• [The request]
Rewrite the records from the beginning through the line containing "[364, 31, 396, 68]", putting "exhaust funnel" in place of "smokestack vent" and leaving everything else as it is.
[BEGIN Extracted records]
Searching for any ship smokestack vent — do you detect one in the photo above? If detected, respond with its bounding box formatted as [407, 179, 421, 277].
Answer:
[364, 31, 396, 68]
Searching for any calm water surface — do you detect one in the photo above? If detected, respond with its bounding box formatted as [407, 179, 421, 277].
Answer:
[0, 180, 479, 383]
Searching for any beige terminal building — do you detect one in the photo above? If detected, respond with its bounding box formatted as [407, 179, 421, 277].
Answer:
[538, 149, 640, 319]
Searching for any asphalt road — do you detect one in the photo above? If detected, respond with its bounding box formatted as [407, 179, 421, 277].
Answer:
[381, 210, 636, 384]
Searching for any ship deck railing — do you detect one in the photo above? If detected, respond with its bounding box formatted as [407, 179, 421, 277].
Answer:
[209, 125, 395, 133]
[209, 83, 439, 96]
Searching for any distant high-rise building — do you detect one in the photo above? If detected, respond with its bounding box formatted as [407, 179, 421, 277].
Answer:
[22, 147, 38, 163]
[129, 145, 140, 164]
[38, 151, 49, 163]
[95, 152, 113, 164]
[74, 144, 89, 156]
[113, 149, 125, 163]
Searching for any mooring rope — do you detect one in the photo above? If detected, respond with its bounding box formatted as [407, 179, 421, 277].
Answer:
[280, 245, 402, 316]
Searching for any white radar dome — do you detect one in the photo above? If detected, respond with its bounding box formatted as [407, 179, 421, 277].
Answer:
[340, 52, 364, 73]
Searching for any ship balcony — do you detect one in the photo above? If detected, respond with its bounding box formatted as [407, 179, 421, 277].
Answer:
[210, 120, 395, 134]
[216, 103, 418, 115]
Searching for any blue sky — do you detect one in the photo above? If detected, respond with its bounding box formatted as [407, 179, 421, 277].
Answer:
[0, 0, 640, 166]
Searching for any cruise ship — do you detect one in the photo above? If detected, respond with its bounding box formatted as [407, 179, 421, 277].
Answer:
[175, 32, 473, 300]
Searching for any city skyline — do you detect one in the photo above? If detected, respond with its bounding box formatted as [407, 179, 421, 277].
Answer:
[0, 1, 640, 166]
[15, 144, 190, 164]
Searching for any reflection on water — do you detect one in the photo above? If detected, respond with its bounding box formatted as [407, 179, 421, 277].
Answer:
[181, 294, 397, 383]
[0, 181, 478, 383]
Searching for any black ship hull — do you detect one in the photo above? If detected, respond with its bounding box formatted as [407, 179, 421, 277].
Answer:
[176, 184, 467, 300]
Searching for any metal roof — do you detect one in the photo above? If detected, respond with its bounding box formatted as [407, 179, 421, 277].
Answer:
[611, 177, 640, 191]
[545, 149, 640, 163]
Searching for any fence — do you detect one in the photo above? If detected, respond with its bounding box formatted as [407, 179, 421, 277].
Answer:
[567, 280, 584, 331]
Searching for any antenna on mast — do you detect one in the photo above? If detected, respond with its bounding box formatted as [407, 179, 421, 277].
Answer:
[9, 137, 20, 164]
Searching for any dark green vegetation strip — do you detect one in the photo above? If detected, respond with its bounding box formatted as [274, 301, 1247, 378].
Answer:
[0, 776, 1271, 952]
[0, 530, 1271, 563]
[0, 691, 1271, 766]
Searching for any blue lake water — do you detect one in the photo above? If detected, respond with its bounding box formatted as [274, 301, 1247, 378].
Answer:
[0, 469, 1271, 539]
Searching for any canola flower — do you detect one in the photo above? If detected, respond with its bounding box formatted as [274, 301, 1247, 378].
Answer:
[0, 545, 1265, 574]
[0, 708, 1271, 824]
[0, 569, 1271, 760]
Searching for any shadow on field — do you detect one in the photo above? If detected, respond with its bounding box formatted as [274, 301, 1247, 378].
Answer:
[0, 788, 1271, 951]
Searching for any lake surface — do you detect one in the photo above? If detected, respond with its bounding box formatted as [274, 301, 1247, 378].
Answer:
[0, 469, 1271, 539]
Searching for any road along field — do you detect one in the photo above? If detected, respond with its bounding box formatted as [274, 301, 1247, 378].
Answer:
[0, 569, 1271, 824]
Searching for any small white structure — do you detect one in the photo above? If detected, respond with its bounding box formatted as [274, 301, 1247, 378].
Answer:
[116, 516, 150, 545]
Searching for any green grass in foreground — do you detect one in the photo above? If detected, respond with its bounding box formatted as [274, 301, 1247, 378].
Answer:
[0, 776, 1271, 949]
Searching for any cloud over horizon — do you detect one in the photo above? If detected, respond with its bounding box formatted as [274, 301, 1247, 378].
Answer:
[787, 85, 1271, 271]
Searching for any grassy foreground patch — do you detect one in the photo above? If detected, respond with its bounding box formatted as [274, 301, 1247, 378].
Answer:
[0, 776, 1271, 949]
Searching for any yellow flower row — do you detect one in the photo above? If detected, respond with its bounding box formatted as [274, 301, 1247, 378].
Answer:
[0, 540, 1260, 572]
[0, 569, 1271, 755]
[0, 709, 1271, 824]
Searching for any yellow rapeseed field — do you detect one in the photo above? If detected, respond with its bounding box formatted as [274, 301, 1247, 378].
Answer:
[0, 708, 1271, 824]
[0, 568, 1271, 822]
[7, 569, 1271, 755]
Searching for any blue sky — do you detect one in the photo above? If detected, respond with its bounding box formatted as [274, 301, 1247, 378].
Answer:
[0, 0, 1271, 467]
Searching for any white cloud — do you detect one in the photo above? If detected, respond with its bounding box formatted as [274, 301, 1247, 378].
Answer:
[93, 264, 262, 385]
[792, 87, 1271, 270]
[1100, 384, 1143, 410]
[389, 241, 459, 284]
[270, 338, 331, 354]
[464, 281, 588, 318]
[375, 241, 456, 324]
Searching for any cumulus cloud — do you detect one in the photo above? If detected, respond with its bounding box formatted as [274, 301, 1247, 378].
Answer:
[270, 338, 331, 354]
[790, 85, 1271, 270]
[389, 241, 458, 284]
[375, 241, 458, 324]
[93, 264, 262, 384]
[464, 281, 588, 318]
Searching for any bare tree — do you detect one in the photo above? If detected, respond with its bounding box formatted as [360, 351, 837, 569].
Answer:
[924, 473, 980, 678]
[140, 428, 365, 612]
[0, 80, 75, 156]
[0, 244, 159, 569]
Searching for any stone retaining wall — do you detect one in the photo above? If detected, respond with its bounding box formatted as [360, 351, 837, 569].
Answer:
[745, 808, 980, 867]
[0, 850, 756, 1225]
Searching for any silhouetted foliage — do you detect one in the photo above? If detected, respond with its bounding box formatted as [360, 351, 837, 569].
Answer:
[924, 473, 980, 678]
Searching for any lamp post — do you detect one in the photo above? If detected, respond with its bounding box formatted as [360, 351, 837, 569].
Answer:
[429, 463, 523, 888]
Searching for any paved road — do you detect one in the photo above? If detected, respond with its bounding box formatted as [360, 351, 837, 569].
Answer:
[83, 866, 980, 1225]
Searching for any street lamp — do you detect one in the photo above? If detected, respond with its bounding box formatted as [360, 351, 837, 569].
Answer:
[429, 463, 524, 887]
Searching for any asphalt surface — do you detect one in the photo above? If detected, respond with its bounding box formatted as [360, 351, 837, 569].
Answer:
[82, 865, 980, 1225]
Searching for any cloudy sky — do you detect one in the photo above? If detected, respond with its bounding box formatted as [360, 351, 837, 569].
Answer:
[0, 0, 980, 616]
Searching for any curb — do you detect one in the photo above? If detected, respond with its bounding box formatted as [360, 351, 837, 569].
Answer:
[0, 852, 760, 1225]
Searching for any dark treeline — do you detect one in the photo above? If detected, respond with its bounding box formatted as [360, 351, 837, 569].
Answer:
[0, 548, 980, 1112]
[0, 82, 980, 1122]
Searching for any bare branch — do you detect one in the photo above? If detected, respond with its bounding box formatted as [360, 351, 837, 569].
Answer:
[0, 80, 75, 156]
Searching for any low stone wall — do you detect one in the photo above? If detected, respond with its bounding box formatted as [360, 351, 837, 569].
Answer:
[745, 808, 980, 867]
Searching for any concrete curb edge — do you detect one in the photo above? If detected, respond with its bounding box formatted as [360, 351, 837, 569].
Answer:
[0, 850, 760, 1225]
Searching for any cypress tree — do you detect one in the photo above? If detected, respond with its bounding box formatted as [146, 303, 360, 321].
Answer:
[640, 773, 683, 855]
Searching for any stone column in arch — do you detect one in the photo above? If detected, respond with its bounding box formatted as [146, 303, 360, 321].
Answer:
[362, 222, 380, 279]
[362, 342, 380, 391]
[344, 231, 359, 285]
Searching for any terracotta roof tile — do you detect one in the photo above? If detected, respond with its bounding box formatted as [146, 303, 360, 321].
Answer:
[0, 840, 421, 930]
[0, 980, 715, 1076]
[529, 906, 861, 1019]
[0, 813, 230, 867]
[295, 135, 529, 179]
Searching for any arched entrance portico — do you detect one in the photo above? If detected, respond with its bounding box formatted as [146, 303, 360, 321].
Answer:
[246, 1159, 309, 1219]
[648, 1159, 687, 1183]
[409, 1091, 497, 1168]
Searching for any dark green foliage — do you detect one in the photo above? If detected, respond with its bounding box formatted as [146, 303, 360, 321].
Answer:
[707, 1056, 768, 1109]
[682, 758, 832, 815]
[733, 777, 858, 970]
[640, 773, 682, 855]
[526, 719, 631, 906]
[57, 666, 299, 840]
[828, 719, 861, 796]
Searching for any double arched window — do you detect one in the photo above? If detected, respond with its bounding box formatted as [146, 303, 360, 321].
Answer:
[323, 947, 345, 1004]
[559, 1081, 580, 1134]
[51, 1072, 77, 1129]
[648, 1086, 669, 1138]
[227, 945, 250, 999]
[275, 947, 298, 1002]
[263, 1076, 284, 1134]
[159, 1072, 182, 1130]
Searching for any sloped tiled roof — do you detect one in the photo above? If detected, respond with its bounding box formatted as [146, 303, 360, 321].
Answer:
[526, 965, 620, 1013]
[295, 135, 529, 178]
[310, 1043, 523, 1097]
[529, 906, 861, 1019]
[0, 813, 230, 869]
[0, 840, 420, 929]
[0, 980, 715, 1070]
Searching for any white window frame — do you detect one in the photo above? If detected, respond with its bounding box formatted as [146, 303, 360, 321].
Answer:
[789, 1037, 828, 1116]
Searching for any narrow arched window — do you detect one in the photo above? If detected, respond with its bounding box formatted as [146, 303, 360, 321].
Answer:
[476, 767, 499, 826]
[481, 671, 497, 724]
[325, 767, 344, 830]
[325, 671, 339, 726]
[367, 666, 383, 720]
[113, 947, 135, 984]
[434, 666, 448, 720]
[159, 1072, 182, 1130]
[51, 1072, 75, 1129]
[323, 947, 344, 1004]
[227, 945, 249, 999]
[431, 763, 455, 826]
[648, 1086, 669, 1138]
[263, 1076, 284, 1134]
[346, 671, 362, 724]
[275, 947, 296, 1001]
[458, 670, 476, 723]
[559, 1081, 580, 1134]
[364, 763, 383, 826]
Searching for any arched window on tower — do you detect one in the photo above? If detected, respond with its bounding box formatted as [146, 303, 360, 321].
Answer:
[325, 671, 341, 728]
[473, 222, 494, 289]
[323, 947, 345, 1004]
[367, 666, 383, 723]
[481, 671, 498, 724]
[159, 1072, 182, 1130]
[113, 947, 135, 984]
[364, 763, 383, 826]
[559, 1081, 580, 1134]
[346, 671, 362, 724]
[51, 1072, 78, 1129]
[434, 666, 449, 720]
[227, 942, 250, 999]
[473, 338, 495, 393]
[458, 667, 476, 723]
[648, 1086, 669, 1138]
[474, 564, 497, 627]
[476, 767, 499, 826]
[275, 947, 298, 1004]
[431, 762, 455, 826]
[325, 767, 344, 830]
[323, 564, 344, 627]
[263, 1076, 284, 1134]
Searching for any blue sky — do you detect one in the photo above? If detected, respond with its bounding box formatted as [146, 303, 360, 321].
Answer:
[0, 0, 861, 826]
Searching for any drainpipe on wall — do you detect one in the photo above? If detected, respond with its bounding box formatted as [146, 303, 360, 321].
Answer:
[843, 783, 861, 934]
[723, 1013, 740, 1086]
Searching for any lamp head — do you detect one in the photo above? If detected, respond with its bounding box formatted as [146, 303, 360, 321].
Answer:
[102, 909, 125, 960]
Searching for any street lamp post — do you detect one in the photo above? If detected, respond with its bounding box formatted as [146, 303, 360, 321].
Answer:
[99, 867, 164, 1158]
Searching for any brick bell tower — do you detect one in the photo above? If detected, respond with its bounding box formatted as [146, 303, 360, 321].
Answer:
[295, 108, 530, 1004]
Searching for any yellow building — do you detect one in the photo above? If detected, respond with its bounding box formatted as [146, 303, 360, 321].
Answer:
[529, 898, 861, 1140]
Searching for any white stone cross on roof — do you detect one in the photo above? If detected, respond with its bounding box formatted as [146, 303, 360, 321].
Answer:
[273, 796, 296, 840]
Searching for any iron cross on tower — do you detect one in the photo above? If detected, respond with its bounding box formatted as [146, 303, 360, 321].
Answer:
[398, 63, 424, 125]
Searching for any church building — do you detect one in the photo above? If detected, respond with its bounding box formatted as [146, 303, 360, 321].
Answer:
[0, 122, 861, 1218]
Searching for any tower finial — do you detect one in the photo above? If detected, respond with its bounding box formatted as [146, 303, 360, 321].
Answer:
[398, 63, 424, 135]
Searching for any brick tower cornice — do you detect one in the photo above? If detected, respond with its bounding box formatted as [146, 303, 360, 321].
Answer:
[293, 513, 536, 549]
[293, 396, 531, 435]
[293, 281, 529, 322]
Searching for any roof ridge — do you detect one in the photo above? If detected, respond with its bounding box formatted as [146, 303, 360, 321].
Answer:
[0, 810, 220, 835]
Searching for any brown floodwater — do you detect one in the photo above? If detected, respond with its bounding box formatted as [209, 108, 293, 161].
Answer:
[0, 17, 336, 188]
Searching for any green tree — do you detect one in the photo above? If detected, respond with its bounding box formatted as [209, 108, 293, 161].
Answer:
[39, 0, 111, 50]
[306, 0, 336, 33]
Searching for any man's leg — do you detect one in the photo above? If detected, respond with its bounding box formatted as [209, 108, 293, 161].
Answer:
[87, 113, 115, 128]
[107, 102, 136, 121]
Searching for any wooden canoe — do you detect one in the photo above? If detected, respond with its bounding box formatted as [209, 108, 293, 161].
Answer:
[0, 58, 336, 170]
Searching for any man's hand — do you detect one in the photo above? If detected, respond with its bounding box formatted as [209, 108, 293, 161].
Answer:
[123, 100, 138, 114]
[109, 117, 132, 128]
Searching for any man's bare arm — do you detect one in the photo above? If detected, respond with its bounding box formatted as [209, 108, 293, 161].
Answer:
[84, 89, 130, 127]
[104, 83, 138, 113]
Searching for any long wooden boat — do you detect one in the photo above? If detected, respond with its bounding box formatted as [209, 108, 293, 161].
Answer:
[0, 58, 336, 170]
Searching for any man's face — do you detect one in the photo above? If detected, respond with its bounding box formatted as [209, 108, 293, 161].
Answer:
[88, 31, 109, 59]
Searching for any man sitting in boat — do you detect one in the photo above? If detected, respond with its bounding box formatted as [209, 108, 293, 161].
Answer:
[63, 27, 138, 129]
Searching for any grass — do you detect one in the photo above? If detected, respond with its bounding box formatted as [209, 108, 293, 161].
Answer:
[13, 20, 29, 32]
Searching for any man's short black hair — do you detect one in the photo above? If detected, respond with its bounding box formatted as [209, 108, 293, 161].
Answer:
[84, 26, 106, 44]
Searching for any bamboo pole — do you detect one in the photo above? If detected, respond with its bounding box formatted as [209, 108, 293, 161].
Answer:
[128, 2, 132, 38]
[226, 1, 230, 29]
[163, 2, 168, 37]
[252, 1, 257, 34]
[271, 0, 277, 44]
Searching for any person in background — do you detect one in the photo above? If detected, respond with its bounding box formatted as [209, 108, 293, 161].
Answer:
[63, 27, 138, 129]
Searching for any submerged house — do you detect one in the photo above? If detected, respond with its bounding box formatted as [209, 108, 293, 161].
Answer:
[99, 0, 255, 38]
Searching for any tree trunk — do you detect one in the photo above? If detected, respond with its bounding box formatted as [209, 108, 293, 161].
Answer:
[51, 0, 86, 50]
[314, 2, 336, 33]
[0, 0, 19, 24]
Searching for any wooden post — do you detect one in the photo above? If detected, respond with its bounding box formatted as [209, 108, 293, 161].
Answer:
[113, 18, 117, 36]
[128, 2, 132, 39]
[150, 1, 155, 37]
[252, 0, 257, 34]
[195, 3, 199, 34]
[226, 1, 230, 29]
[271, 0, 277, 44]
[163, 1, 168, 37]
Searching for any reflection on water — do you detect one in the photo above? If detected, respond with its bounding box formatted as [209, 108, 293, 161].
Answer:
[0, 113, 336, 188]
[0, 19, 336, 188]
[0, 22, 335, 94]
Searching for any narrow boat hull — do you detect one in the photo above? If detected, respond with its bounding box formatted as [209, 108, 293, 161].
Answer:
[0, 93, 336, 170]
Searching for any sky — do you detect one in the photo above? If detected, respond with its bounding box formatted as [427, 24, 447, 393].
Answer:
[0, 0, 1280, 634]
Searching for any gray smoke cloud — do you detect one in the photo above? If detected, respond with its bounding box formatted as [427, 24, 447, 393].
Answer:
[END Extracted records]
• [Response to the task]
Searching for any ship exhaust funnel — do you detect one in the photo above? If detected, respond with its bounding box formatted as [407, 179, 421, 277].
Answer:
[364, 31, 396, 68]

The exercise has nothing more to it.